[Text for analysis — start]

La France Insoumise have presented a bill to the National Assembly aimed at "guaranteeing equal and free access to toilets for all".
The left-wing political party said that free access to clean toilets should be a right, highlighting in particular railway stations that charge for such access.
In France, paid toilets tend to range from 50 centimes to €2 depending where they are located – in some train stations you can even get a loyalty card covering 12 entries for €9.80.
LFI MP for Haute-Garonne François Piquemal said “it is estimated that of the 36,000 municipalities in France, almost three-quarters do not have public toilets.”
He wants a minimum ratio of one free public toilet per 2,500 inhabitants.
Garantir à tous un accès égal et gratuit aux toilettes— François Piquemal (@FraPiquemal) November 15, 2023
Présentation en conférence de presse avec @MathildeHignet de notre proposition de loi « toilettes publiques » pour garantir à toutes et tous un accès égal et gratuit aux toilettes. pic.twitter.com/z6nJicNDc6
Some major French cities are far from meeting this target. "There are 18 toilets in Marseille for almost 900,000 inhabitants, that is one toilet for every 48,000 inhabitants," LFI said, citing a report by the Water Academy from May 2020.

[Text for analysis — finish]
[Material shown — start]

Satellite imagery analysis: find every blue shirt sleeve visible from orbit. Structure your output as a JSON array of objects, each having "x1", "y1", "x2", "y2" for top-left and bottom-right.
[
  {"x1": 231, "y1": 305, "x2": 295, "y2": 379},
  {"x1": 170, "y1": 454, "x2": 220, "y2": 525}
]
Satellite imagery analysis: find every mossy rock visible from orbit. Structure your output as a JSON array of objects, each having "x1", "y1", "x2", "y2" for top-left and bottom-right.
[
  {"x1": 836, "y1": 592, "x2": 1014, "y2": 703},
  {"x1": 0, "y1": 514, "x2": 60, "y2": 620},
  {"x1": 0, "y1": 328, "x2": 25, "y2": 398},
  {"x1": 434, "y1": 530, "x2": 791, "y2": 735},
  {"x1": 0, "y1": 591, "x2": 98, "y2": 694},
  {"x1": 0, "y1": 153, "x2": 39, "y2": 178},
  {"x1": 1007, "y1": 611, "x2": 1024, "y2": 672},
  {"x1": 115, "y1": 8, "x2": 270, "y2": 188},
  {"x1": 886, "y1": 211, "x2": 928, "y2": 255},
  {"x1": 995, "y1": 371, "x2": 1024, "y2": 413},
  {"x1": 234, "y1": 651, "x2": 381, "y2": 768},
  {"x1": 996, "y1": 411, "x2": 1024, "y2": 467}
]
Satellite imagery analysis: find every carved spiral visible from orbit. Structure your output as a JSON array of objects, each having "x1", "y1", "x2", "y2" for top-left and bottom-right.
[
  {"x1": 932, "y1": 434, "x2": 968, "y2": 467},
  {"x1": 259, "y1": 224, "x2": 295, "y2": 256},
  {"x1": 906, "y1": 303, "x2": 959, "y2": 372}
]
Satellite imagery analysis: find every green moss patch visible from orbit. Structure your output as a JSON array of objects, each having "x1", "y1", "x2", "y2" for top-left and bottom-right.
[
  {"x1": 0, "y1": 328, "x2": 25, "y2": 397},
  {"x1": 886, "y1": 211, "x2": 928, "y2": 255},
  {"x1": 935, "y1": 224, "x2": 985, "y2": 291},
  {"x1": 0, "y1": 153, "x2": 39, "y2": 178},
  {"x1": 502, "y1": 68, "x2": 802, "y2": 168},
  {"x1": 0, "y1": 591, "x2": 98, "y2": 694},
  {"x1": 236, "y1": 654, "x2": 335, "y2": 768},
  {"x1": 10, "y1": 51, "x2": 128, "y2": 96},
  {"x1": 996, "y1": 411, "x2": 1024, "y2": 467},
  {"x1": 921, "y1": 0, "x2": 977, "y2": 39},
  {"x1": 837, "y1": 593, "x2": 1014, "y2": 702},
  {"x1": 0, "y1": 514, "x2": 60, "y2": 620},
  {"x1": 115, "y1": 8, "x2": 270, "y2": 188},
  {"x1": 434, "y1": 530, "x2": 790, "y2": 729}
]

[Material shown — finish]

* **Problem to work on**:
In the text about free toilet access, what minimum ratio of free public toilets does François Piquemal want? Please rely only on the text about free toilet access in France for what follows.

* **Result of the task**:
He wants one free public toilet per 2,500 inhabitants.